Task requirements
Can you write these rows out again with "largest disc" swapped for "biggest circle" and everything else unchanged, leaving the pictures out?

━━━━━ Records for the exercise

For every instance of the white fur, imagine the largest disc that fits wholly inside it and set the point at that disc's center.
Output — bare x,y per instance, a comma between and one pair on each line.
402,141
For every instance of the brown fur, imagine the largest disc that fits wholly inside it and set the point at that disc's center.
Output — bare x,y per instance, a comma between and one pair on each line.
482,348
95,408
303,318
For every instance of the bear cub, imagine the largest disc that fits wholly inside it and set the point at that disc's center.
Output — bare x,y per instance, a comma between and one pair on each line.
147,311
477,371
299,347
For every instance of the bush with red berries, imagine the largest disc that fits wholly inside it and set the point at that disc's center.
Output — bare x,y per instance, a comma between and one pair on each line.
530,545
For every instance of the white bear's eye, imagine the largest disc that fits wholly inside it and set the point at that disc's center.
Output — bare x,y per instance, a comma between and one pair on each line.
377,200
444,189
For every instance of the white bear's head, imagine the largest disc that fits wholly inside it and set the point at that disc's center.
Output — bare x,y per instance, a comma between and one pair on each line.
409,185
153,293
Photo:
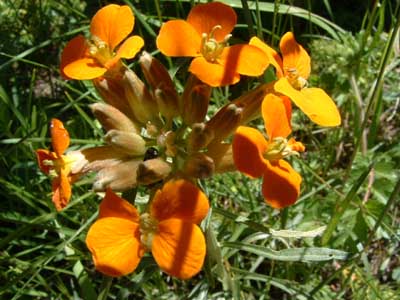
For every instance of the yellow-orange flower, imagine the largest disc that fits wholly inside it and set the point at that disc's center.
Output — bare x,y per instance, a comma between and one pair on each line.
293,70
89,59
56,161
119,238
255,156
204,36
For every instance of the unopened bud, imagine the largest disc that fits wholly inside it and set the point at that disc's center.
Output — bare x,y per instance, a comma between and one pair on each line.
153,170
164,90
199,165
112,118
200,137
128,142
143,105
221,154
119,177
194,101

━━━━━━━━━━

Result of this exercise
For every instance of the white fur, imagine the biggest circle that fits wholly inside it and set the point at that disc's center.
Output — bare x,y per instance, a comma between and one pair on each line.
402,141
For every instance of the brown fur, imagine the biggest circle that fits wholly inside it and set the point at that disc's center.
Output — bare x,y per instance, a comma between and one pair on each line.
482,348
95,408
303,318
For every instance of the bear cub, imagine the biggest circle that fits wholly inside it and set the point at that disc's center.
Output — bare x,y per instance, a comma between and one pair on each line.
147,311
477,371
299,347
For every instance of the bush with red berries, imagine the biggest circle that fits wholly inside it and set the point at that disc's center.
Output — bare x,y per instance, a comma between and one pair on each line.
530,545
For every instance of the white bear's eye, imagine the biggest circle that fits wholly inside it and set the point at that disc's center.
Output — bare x,y per instance, a comma between and one pair on each line.
377,200
444,189
For every instance of the white bear's head, imagine the biggest circle that fits wholly inside it and set the point at that disc's center.
Output — bare x,y per instance, a comma between and one pair on each line.
409,185
153,293
Photo:
For every instance of the yellow-orange flower, imagine the biggest circle that fits wholly inside it and set the point at that disc's center.
Output — bare x,y per instance, a comma between and one pair on each line.
293,70
89,59
56,161
119,238
255,156
204,36
For every instance of the unopened bud, imagine the biggest circle that fits wholly inside it and set the point at that disc's center.
Output — bare x,y per instance, a comma between and one pair on each line.
153,170
164,90
199,165
112,118
200,137
128,142
143,105
221,154
119,177
194,101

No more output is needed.